Neste quadro teremos de começar a ignorar alguns disparates mais ou menos pueris que resultam de entusiasmos de adolescências tardias que vêm de alguns dos figurantes da vida na Cidade. Como esta asserção que para "os Ronaldos das diversas áreas haverá sempre lugar em Portugal". O autor desta magnifica frase é um qualquer secretário de estado cujo nome é realmente e genuinamente irrelevante. Exactamente como a criatura que produziu tamanha boçalidade e estupidez.

Eu já nem força tenho para tentar explicar ao secretário de estado a dimensão estrondosa da bestialidade que afirmou em contraponto com qualquer noção de Humanismo Renascentista porque para isso teria de ter nele, secretário de estado, alguém com um módico de cultura e leituras feitas fora do ocasional manual de resumos do pensamento do Mendes Bota.

-- REGISTOS APRESENTADOS --
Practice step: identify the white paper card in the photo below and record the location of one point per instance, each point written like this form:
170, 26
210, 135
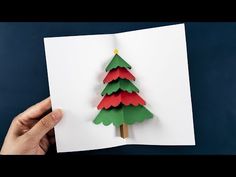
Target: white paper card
76, 69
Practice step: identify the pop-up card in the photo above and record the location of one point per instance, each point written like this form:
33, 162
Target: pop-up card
124, 88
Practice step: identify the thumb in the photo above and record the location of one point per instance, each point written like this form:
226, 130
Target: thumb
45, 124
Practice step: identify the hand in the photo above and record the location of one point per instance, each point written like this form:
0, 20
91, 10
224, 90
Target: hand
29, 133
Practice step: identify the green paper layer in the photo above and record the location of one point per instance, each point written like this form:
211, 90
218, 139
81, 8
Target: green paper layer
123, 114
122, 84
117, 61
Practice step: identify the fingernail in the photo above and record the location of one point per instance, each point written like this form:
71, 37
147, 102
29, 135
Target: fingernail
57, 115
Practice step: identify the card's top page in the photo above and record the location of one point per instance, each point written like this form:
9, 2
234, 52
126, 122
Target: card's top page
158, 56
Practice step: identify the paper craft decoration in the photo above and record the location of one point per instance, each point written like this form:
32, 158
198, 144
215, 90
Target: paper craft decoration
121, 105
158, 57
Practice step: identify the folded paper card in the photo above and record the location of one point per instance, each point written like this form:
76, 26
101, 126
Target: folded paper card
82, 68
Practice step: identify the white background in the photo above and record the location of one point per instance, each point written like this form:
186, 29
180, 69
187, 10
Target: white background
158, 56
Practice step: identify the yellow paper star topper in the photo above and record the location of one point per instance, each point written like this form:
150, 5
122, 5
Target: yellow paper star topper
116, 51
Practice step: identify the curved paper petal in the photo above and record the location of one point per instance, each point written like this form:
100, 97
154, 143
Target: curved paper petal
121, 84
123, 97
123, 114
117, 61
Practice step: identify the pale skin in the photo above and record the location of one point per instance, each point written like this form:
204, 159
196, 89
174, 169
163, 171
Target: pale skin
31, 132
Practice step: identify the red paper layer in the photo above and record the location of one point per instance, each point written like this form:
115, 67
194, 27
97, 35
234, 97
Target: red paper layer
118, 73
122, 97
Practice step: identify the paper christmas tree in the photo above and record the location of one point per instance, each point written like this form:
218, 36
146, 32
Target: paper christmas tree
121, 105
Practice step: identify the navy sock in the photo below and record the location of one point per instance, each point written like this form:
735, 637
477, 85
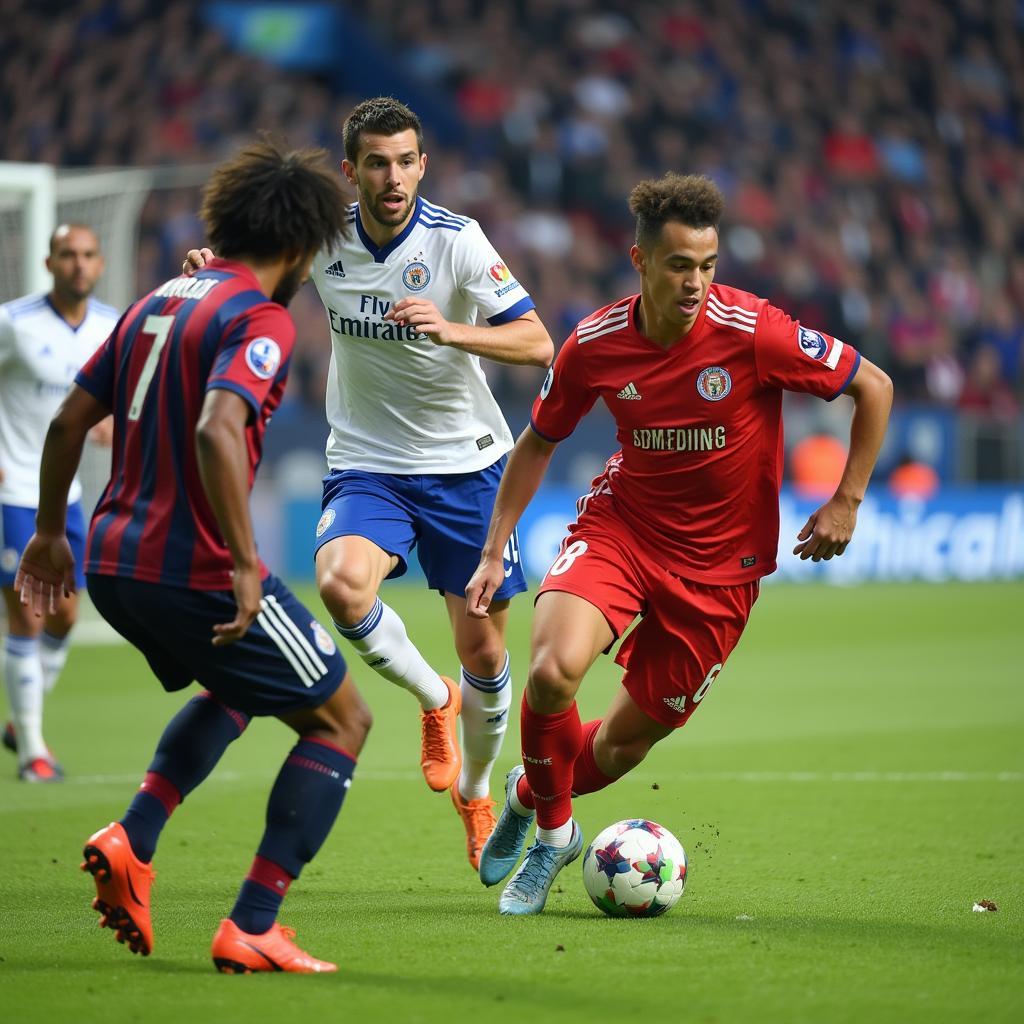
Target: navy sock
304, 802
189, 749
260, 897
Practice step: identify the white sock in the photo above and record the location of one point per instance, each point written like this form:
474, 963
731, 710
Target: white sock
52, 654
558, 838
380, 639
484, 716
24, 677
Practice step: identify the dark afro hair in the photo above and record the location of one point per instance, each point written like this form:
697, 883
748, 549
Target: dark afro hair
267, 202
687, 199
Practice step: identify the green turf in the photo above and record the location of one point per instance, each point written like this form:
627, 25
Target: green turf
852, 785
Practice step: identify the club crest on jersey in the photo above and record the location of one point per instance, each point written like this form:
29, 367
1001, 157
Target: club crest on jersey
326, 519
323, 639
811, 343
263, 357
416, 276
714, 383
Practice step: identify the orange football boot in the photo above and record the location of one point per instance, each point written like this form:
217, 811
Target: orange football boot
123, 884
478, 817
440, 758
236, 951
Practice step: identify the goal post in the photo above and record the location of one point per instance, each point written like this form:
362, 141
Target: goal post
28, 216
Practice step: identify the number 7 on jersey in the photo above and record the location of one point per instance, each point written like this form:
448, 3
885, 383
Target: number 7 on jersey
160, 328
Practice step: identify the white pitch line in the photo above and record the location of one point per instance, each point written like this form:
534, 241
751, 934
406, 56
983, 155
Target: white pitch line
379, 775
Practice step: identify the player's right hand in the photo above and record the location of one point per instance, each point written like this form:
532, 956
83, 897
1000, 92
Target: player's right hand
196, 259
47, 568
480, 590
248, 590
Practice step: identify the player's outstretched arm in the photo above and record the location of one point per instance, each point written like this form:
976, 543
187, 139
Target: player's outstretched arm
522, 342
829, 528
47, 565
196, 259
523, 473
223, 467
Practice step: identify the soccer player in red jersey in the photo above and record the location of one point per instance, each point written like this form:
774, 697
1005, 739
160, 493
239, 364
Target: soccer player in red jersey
680, 526
193, 373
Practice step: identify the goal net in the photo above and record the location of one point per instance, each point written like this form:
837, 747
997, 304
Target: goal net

-- REQUISITOS DAS TAREFAS --
[A] No excerto do texto, por que razão se diz já não haver força para explicar ao secretário de estado a dimensão do que afirmou? Responda em uma a três frases.
[B] Prossiga o texto de opinião sobre a frase do secretário de estado acerca dos "Ronaldos das diversas áreas" a partir do ponto em que termina.

-- RESULTADOS POR TAREFA --
[A] Porque, para isso, seria preciso que o secretário de estado tivesse um módico de cultura e leituras feitas fora do ocasional manual de resumos do pensamento do Mendes Bota.

[B]
Resta-me apenas pedir desculpa de ser um tipo preguiçoso e por não ter elegido como teleologia da minha vida o contributo para a competitividade da Nação em geral e quiçá de Trajouce em particular, nem sequer ver como escatologia final da minha existência o pagamento do imposto municipal sobre imóveis, nem pretender ser o melhor e maior ensaísta sobre a natureza da renda Ricardiana. Não obstante estas alarmantes falhas de carácter que me impendem de vir a pertencer a uma ou mais seitas de seres superiores, nem sequer poder ser assessor de um qualquer secretário de estado, gostaria de reclamar o direito a existir aqui e agora como gajo normal. E, se ainda me for facultada a permissão, de salientar que a tolerância para com a existência de gajos normais ainda é o que vai permitindo a abrunhos como tanto governante poder viver aqui sem ter de emigrar para países onde pudessem tornar-se socialmente úteis limpando urinóis.

quarta-feira, dezembro 21, 2011

A esquizofrenia como regime político e normalidade social

Nesta questão do ide lá para fora se aqui achais que não tendes futuro é um dos mais fantásticos double binds que já tive oportunidade de conhecer. Não só os governantes se põem na posição exactamente simétrica àquela que seria de esperar de quem busca a eleição, que é a de resolver os problemas da zona sob sua jurisdição, e consequentemente melhorar as condições de existência das pessoas a quem serve e em nome de quem são eleitas, parecendo "empurrar" os eleitores a fugir de si e do país que é suposto melhorarem como diabo da cruz, como ainda se propõem "facilitar" a fuga através de uma instituição como foi proposto pelo deputado Rangel. Em lugar de oferecer expectativas oferecem o negrume da desesperança. Mas de forma científica e organizada.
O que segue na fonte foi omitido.